Box-labeled dataset extracts:
++++++++++++++++++++

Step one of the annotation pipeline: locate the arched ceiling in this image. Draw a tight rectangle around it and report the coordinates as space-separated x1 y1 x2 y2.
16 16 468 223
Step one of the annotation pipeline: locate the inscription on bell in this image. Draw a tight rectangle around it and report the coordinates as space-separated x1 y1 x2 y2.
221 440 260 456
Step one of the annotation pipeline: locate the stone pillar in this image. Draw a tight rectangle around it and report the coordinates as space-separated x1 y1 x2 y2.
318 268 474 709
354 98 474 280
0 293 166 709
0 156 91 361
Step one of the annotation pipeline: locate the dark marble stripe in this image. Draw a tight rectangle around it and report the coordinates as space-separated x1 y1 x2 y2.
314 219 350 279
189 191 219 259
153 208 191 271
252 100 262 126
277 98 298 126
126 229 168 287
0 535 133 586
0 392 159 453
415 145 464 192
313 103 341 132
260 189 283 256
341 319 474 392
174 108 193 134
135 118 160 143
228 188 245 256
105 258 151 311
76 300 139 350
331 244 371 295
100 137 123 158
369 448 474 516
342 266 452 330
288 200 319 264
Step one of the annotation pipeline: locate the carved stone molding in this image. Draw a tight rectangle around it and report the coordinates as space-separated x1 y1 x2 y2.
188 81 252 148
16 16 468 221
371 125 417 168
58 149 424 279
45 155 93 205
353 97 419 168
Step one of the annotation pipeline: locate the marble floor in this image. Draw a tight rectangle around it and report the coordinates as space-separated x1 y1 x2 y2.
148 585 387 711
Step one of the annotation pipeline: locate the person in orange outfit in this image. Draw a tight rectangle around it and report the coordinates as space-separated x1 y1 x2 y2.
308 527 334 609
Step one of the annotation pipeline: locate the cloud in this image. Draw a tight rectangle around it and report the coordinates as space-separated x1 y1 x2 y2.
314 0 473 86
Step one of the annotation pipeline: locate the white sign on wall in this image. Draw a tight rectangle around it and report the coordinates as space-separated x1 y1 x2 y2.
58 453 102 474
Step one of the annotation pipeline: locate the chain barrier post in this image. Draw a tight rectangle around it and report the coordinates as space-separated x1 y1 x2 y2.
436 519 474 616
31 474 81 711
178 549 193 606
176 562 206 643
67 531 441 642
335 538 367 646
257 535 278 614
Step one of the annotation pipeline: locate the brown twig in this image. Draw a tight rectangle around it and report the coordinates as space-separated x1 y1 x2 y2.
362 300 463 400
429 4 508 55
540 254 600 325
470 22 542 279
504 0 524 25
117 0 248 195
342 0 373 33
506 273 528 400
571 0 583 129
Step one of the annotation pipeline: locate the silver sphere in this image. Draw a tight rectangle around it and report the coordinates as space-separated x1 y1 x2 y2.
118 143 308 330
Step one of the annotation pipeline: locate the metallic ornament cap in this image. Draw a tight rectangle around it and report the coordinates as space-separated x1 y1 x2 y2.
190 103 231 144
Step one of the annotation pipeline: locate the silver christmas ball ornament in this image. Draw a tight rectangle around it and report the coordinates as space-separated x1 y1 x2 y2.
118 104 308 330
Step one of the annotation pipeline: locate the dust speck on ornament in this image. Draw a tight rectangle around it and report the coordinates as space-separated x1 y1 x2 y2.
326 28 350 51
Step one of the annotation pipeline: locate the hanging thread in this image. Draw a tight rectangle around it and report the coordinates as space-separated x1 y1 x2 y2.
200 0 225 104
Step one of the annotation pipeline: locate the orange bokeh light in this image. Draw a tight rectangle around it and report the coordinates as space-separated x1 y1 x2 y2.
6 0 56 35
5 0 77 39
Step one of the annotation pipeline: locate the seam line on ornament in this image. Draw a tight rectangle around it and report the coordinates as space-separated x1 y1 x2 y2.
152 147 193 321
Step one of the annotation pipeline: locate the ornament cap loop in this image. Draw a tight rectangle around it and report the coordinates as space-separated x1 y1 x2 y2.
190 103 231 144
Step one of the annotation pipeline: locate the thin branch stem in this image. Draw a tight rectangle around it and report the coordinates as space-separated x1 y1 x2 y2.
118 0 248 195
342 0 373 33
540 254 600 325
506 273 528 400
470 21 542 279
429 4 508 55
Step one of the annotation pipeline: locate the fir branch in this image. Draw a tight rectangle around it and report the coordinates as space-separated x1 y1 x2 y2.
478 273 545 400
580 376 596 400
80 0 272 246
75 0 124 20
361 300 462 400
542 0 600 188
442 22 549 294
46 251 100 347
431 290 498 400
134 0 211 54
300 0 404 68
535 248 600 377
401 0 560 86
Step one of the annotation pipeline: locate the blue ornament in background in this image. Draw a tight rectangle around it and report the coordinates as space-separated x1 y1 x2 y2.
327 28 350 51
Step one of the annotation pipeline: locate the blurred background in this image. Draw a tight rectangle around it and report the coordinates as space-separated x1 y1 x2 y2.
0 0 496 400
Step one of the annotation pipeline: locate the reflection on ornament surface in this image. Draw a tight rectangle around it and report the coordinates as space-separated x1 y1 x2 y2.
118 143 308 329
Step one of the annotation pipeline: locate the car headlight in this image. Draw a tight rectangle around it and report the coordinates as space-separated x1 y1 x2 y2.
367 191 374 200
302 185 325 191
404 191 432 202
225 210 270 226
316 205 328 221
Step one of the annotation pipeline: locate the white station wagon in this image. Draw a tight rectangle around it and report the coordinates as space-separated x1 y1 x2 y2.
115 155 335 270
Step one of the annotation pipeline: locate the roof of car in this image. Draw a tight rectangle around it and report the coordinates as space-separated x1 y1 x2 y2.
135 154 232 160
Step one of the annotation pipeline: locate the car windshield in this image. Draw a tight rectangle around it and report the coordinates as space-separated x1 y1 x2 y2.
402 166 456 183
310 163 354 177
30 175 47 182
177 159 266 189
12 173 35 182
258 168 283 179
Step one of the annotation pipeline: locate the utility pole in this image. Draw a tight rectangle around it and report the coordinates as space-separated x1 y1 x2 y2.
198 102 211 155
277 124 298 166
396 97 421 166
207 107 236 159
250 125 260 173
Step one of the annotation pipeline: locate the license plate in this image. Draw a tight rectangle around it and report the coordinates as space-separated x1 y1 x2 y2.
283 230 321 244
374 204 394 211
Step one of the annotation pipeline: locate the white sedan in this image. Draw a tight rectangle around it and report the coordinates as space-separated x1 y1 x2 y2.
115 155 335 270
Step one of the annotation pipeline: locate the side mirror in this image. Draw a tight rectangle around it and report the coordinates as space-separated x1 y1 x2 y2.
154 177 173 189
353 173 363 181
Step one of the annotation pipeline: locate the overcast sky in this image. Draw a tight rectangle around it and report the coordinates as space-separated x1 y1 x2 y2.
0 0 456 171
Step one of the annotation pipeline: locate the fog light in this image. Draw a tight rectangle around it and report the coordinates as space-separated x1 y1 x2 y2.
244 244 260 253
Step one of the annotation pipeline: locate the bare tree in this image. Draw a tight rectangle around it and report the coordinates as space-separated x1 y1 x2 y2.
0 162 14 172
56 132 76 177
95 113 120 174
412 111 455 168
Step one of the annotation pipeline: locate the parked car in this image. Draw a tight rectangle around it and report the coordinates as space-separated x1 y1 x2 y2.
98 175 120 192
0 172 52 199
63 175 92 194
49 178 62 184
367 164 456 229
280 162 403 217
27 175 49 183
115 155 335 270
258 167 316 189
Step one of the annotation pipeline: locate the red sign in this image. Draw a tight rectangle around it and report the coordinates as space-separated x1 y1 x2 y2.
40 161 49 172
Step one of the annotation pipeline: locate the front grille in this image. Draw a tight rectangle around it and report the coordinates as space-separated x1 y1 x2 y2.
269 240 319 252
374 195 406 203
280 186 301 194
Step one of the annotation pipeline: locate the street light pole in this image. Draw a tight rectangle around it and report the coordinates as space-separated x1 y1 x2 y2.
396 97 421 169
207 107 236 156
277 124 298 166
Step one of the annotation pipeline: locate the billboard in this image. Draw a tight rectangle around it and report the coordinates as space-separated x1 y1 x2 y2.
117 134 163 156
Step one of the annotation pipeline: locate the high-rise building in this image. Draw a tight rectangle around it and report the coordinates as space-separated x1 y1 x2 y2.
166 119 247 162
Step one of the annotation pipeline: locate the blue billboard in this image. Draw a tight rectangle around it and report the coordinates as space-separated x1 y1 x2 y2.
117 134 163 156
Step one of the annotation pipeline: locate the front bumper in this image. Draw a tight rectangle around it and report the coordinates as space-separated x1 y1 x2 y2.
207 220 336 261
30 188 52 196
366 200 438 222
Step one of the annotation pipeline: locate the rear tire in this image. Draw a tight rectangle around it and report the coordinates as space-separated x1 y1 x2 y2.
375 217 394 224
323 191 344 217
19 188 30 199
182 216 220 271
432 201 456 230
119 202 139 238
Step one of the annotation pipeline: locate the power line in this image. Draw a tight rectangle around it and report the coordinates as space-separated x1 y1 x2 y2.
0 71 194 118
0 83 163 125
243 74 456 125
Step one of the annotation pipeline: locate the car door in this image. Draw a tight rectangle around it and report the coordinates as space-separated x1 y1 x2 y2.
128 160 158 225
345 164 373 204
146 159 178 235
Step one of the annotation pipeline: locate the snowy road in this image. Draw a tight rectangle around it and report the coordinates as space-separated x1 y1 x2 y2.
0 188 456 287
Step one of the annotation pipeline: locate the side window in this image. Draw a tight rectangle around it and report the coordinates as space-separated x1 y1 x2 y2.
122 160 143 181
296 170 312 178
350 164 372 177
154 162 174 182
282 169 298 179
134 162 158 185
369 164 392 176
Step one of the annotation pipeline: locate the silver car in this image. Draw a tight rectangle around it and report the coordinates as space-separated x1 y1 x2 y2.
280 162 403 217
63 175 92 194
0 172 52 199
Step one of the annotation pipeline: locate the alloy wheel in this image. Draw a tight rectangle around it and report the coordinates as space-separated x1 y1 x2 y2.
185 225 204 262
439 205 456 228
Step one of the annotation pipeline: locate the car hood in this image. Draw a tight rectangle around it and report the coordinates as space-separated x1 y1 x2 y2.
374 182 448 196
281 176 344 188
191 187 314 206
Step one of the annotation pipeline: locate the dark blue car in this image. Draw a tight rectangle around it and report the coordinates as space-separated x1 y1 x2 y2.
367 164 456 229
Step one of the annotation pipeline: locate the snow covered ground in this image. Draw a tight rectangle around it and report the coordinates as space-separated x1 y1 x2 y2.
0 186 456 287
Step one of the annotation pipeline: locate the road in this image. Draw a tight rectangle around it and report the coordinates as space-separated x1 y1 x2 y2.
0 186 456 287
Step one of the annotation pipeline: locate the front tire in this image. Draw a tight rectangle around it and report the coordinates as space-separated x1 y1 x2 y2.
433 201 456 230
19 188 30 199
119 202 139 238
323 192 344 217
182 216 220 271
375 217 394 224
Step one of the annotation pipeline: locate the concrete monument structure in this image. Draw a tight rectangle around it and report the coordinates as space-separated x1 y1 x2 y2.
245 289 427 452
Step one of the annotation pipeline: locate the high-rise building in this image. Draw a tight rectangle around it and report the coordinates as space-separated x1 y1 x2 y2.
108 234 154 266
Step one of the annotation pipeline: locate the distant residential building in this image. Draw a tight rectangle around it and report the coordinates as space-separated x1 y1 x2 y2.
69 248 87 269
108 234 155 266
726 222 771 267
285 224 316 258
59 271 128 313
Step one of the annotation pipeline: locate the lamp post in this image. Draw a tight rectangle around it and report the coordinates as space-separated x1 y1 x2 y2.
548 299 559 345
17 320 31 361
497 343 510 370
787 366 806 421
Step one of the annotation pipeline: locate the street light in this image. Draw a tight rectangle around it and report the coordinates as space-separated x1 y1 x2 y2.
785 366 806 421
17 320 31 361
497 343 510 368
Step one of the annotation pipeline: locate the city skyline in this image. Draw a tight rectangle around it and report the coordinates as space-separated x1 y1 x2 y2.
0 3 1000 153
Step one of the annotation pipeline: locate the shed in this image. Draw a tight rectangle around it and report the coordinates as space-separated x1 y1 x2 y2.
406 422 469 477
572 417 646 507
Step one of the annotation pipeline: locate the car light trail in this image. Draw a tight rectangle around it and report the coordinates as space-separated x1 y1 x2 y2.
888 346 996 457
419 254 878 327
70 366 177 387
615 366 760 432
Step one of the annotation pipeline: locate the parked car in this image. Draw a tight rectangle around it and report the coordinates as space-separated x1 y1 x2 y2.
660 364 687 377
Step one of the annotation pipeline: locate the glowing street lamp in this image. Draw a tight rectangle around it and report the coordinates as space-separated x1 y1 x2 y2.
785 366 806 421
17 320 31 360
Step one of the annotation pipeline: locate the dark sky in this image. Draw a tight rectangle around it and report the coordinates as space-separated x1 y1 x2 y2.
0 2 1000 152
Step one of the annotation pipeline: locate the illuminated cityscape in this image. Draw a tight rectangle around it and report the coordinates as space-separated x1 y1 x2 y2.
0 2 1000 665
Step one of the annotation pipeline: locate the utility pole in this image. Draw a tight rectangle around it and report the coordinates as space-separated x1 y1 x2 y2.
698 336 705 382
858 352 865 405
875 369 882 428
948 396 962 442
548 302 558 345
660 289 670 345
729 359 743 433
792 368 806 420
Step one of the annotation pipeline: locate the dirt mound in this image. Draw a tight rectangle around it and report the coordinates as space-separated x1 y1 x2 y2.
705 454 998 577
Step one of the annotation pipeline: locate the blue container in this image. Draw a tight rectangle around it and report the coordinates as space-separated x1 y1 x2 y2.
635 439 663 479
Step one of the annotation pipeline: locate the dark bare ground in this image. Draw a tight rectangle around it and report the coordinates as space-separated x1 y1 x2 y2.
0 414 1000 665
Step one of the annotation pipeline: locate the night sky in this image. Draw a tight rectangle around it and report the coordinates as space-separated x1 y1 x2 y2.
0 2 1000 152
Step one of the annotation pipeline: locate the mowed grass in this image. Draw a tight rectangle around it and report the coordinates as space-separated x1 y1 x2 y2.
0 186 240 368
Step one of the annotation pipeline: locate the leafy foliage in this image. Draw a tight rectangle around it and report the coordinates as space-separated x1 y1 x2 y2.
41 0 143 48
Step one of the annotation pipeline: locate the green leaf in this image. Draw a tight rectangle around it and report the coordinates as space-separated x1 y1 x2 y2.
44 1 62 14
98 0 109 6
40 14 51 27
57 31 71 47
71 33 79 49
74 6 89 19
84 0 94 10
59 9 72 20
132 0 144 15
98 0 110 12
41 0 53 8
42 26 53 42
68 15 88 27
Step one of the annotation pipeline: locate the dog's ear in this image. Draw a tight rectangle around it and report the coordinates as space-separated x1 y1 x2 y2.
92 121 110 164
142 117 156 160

++++++++++++++++++++

[Task prompt] Put everything in the material above from the line containing "Step one of the annotation pipeline: locate the dark sky" down to the line containing "792 368 806 420", both of those lines included, into a numbered list and leave out any blank lines.

[Result of the exercise]
1. Step one of the annotation pipeline: locate the dark sky in this image. Draw a tight rectangle around it and report the coordinates as space-separated x1 y1 x2 y2.
2. 0 2 1000 152
3. Step one of the annotation pipeline: locate the illuminated cityscape in this image. Draw a tight rectangle around it and report the coordinates as space-separated x1 y1 x2 y2.
4. 0 2 1000 665
5. Step one of the annotation pipeline: locate the utility pole in this image. Draw a tight rectangle around it and report the coordinates as space-separated x1 y1 x2 y2.
6. 698 336 705 382
7. 858 352 865 405
8. 875 369 882 428
9. 948 396 962 442
10. 548 302 558 345
11. 660 289 670 345
12. 729 359 743 433
13. 792 368 806 420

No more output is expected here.